4. 【国民年金・厚生年金】60歳~90歳以上の全受給権者「個人差・平均は?」
厚生労働省「令和5年度 厚生年金保険・国民年金事業の概況」によると、65歳以上の各年齢における平均年金月額は、国民年金のみを受け取る場合で5万円台、厚生年金(国民年金部分を含む)を受け取る場合で14万円台~16万円台です。
ただし上記はあくまで各年齢における平均です。
実際に受け取る金額は、現役時代の働き方や年金の加入状況によって一人ひとり異なります。
そこで次に、60歳から90歳以上までの全受給権者に範囲を広げ、グラフを交えて平均年金月額や男女差・個人差を見ていきます。
4.1 国民年金・厚生年金「みんなの平均月額&個人差」
国民年金(老齢基礎年金)
- 〈全体〉平均年金月額:5万7584円
- 〈男性〉平均年金月額:5万9965円
- 〈女性〉平均年金月額:5万5777円
厚生年金(国民年金部分を含む)
- 〈全体〉平均年金月額:14万6429円
- 〈男性〉平均年金月額:16万6606円
- 〈女性〉平均年金月額:10万7200円
平均年金月額は、国民年金のみを受給する場合は男女ともに5万円台です。
厚生年金を上乗せで受給する場合は男性16万円台、女性10万円台と、男女差があります。
老後の年金見込み額は、世帯単位でも把握しておくことが大切です。
「ねんきんネット」や「ねんきん定期便」を活用しましょう。
年金収入だけでは家計が赤字となる世帯も少なくありません。
この不足分を貯蓄の取り崩しだけで補うのではなく、健康なうちは働き続けることで収入を得たいと考える人も増えています。

* [提供資料]

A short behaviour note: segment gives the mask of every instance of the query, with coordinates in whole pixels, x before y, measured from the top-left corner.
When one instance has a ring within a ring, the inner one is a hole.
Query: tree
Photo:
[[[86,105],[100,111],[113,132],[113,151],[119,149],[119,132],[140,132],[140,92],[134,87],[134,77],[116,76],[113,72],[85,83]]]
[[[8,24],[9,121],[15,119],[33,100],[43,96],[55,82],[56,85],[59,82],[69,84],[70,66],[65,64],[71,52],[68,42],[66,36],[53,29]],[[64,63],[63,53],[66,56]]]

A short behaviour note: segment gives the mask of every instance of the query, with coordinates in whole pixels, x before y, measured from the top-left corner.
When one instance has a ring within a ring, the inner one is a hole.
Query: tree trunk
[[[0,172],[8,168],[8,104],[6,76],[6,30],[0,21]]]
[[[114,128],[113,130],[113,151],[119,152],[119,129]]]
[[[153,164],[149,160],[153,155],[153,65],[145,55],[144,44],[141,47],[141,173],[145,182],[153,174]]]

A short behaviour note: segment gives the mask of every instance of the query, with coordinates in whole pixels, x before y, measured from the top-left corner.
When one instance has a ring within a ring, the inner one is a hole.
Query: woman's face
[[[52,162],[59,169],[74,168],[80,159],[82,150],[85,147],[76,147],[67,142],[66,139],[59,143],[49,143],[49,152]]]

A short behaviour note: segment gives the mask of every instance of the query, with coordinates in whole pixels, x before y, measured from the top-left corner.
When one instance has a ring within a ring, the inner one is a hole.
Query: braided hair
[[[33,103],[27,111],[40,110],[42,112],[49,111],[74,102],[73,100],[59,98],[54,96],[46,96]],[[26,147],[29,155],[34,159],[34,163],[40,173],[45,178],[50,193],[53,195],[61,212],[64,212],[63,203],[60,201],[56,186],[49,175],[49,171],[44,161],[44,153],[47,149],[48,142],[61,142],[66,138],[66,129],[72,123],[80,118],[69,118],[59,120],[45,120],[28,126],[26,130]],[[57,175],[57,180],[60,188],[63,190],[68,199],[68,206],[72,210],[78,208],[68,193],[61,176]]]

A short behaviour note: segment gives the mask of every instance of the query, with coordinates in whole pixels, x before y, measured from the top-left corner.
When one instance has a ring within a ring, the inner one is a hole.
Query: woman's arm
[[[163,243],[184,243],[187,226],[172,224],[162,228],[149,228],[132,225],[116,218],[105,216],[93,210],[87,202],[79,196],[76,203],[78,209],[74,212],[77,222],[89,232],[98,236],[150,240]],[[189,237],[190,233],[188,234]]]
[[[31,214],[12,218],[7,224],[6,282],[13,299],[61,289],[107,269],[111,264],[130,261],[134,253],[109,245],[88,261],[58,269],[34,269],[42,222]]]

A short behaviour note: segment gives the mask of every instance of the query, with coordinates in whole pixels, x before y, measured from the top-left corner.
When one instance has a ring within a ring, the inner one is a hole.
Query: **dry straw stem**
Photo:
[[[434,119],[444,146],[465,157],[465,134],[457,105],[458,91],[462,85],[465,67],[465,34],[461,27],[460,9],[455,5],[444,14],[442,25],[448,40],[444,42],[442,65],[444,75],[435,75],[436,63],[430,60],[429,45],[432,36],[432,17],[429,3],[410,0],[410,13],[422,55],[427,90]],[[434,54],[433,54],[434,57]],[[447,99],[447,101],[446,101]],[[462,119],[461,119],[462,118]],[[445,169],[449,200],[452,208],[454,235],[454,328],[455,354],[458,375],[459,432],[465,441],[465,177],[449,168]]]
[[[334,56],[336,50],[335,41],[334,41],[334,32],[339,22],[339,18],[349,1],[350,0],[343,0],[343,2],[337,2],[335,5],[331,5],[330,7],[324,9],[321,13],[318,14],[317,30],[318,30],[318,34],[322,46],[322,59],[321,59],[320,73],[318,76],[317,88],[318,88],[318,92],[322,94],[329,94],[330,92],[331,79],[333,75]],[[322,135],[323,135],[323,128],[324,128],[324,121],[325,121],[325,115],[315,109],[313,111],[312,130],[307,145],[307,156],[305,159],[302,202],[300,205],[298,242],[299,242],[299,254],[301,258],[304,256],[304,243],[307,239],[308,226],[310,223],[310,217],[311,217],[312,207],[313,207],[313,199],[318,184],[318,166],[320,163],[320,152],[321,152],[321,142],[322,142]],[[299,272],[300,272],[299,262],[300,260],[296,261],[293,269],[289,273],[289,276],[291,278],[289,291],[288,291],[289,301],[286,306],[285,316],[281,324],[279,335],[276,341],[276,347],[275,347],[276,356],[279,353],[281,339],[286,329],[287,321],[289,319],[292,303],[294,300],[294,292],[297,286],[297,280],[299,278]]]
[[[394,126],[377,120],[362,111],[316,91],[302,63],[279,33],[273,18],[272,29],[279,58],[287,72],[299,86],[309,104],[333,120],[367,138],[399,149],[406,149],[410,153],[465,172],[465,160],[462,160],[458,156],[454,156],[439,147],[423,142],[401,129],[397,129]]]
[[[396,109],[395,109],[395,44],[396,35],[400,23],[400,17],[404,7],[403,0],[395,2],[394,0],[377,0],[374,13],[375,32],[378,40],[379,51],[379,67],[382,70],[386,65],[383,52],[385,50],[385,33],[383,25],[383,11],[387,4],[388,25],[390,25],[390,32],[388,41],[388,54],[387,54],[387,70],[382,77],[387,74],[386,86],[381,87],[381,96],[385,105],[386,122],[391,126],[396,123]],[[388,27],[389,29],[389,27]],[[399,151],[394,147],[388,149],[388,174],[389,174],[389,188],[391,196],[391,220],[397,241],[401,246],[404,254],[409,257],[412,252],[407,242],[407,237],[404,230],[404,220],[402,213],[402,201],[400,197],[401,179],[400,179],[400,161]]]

* [課題概要] 年金についての本文のうち、「- 〈全体〉平均年金月額:5万7584円」から「万円台と、男女差があります。」までを、両端の語句も含めて一字も変えずに書き写すこと。

* [解答]
- 〈全体〉平均年金月額:5万7584円
- 〈男性〉平均年金月額:5万9965円
- 〈女性〉平均年金月額:5万5777円
厚生年金(国民年金部分を含む)
- 〈全体〉平均年金月額:14万6429円
- 〈男性〉平均年金月額:16万6606円
- 〈女性〉平均年金月額:10万7200円
平均年金月額は、国民年金のみを受給する場合は男女ともに5万円台です。
厚生年金を上乗せで受給する場合は男性16万円台、女性10万円台と、男女差があります。